__Passage given__:
>> start

Add taxa to the stock catch by region.

## read in modified taxon key table
taxonkey <- read.csv("int/taxon_key_v2022.csv", stringsAsFactors = FALSE)
stock_rgn <- read_csv(file.path(dir_M,'git-annex/globalprep/fis/v2022/int/stock_catch_by_rgn.csv'))

duplicated <- data.frame(cbind(taxonkey, duplicated(taxonkey$stock))) # no dups
duplicated <- data.frame(cbind(taxonkey, duplicated(taxonkey$TaxonKey))) # no dups

# check
setdiff(paste(taxonkey$TaxonName, taxonkey_no_dups$CommonName), 
        paste(stock_rgn$TaxonName, stock_rgn$CommonName)) # lots of diffs... that is ok. These are probably left-over stocks and taxonkeys from former versions of OHI that are no longer represented in the fisheries data, or decommissioned stocks.

>> end

__Data__:
>> start

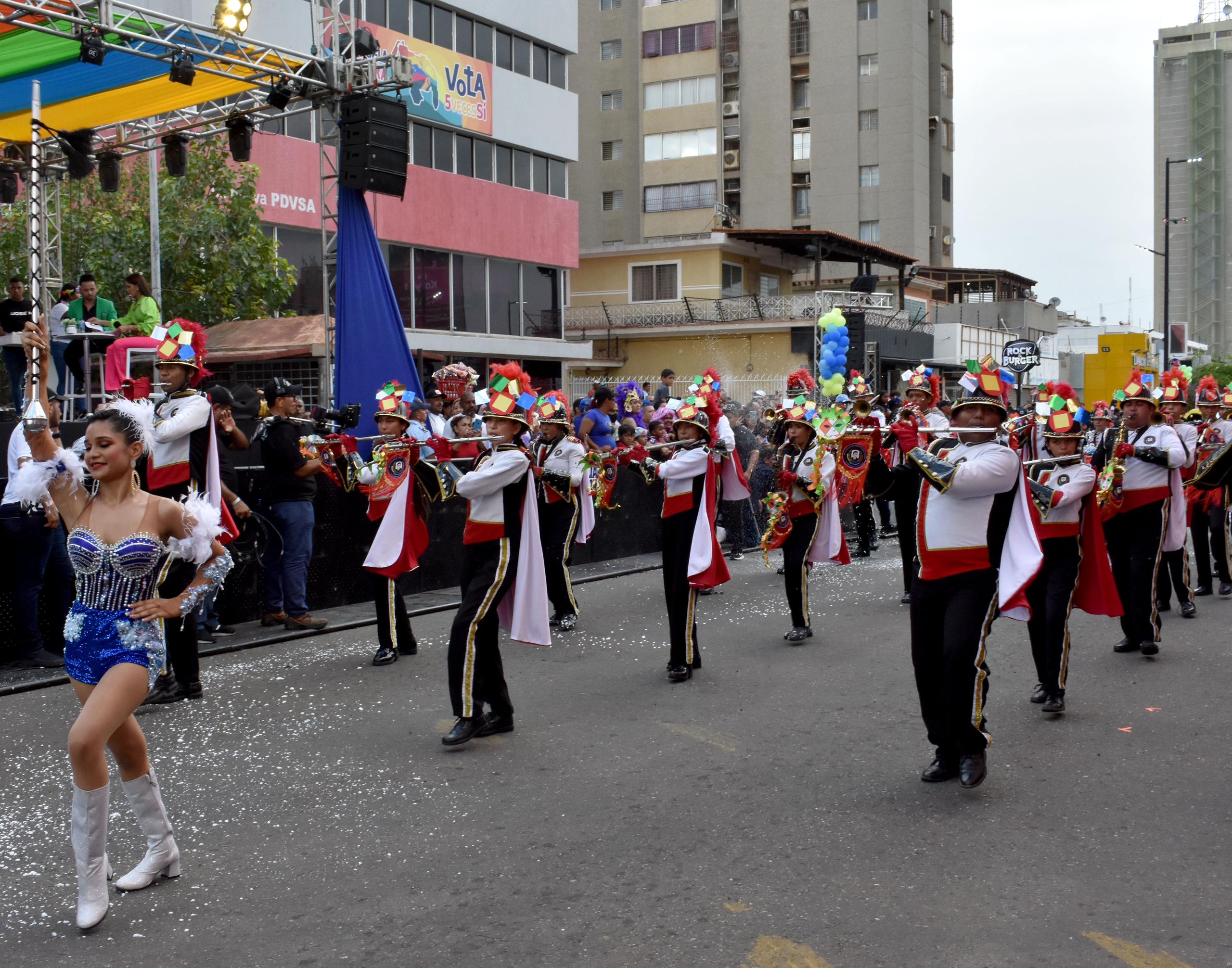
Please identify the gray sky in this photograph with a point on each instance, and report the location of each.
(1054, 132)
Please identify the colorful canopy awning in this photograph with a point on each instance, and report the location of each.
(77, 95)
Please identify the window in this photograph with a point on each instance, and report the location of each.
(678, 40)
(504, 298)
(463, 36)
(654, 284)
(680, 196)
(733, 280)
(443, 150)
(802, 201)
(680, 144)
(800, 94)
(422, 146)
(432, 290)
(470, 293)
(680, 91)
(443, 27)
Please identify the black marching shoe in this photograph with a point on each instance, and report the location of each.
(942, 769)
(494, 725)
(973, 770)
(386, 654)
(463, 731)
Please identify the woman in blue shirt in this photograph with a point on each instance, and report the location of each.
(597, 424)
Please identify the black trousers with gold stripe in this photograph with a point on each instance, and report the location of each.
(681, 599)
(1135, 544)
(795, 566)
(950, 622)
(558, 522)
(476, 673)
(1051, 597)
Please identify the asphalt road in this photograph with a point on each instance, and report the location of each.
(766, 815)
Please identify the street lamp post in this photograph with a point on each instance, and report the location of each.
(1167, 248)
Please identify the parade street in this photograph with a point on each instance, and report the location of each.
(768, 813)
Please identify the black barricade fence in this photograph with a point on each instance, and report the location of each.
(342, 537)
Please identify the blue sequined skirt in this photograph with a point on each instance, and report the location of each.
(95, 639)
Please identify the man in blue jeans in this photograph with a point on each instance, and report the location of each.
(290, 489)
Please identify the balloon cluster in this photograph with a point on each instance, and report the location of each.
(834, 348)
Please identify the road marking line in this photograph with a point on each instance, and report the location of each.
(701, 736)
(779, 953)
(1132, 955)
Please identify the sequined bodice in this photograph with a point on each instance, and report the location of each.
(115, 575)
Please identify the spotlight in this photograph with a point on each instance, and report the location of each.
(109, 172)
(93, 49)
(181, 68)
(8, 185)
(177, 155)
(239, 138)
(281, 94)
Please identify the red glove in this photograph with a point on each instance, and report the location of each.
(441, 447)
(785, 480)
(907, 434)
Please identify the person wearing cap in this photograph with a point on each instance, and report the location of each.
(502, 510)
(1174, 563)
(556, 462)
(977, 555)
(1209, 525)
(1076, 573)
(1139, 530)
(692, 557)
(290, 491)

>> end

__Directions__:
A) Return the part of the R script from "Add taxa to" to "or decommissioned stocks.".
B) Answer these questions about the R script.
(i) Which CSV file is read into taxonkey?
(ii) Besides stock, which column of taxonkey is checked for duplicates?
(iii) According to the comment, what are the many differences found by the check probably?
The records aren't needed for this work.

__Solution list__:
A)
Add taxa to the stock catch by region.

## read in modified taxon key table
taxonkey <- read.csv("int/taxon_key_v2022.csv", stringsAsFactors = FALSE)
stock_rgn <- read_csv(file.path(dir_M,'git-annex/globalprep/fis/v2022/int/stock_catch_by_rgn.csv'))

duplicated <- data.frame(cbind(taxonkey, duplicated(taxonkey$stock))) # no dups
duplicated <- data.frame(cbind(taxonkey, duplicated(taxonkey$TaxonKey))) # no dups

# check
setdiff(paste(taxonkey$TaxonName, taxonkey_no_dups$CommonName), 
        paste(stock_rgn$TaxonName, stock_rgn$CommonName)) # lots of diffs... that is ok. These are probably left-over stocks and taxonkeys from former versions of OHI that are no longer represented in the fisheries data, or decommissioned stocks.

B)
(i) int/taxon_key_v2022.csv
(ii) TaxonKey
(iii) They are probably left-over stocks and taxonkeys from former versions of OHI that are no longer represented in the fisheries data, or decommissioned stocks.